*** RECORDS TO USE ***

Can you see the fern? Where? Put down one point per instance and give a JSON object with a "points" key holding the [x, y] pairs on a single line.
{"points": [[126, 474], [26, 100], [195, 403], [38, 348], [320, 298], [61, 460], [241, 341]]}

*** End of RECORDS TO USE ***
*** RECORDS TO USE ***

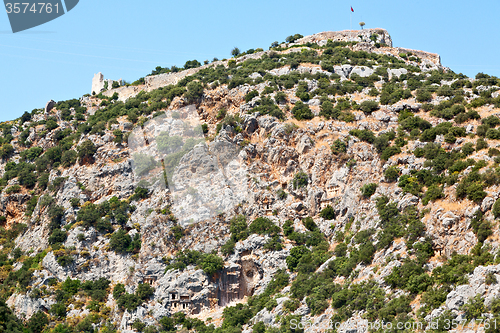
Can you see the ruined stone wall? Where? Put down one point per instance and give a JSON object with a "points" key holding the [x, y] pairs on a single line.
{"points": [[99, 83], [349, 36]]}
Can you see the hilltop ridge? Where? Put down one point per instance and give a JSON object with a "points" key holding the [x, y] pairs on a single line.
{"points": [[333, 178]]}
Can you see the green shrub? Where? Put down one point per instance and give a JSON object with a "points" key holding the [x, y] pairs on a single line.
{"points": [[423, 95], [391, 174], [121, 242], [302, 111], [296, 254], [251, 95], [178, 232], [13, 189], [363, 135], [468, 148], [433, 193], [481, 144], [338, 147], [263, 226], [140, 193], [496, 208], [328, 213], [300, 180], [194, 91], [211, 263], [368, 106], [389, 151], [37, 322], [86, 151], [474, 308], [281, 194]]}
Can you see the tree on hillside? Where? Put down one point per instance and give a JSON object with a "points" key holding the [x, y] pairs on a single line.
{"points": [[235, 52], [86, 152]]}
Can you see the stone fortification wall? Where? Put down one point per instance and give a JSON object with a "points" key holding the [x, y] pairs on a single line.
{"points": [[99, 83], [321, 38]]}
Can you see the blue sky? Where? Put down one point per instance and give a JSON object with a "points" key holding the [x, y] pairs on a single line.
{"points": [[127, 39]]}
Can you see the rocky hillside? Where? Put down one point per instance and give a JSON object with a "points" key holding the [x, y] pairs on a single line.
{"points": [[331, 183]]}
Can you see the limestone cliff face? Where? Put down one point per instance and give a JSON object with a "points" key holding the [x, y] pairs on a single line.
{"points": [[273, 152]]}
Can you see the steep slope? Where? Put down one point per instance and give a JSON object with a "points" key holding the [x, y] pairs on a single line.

*** End of RECORDS TO USE ***

> _WORK ITEM_
From the records above, repeat exactly the lines from the one with "Can you see the ruined" through the one with "Can you see the steep", both included.

> _SOLUTION_
Can you see the ruined stone wall? Where? Put down one point per instance and give a JSON object with a "points" key holding the [x, y] pairs on a single line.
{"points": [[99, 83], [349, 36]]}
Can you see the hilltop ridge? Where? Put down one point per instance and give a JSON object with a "points" key holding the [x, y] pairs on a single line.
{"points": [[333, 178]]}
Can you see the green shrub? Where? Put down one point per instance and give a JSON object with a "points" key holding the [x, y] pairs on a single line.
{"points": [[423, 95], [391, 174], [121, 242], [302, 111], [296, 254], [251, 95], [178, 232], [13, 189], [363, 135], [468, 148], [433, 193], [481, 144], [338, 147], [263, 226], [140, 193], [496, 208], [328, 213], [300, 180], [194, 91], [211, 263], [368, 106], [389, 151], [37, 322], [86, 151], [474, 308], [281, 194]]}
Can you see the tree on hillside? Where? Put down one point per instance and give a JSON object with a "points" key holding the [x, y] pairs on a single line.
{"points": [[235, 52], [86, 152]]}
Can you see the stone fortification wall? Where? Put down one point per instance and give a JSON object with a "points" key holding the [x, y] pairs on a single line.
{"points": [[99, 83], [321, 38]]}
Can you see the blue sky? Where? Put down one point per instance and give a JSON object with a "points" key holding the [x, y] pairs on a single line.
{"points": [[127, 39]]}
Can you see the rocky hillside? Where? Put down one point per instance and give a JSON object with a "points" key holding the [x, y] pairs on a single line.
{"points": [[331, 183]]}
Can you see the limestone cliff face? Where? Put down one point per instance and give a JSON object with a "points" key holding the [x, y] pairs on a single line.
{"points": [[273, 152]]}
Can you see the steep slope? Where? Put down one point per instance and give a JSON object with a "points" key holding the [x, y] pairs on a single line.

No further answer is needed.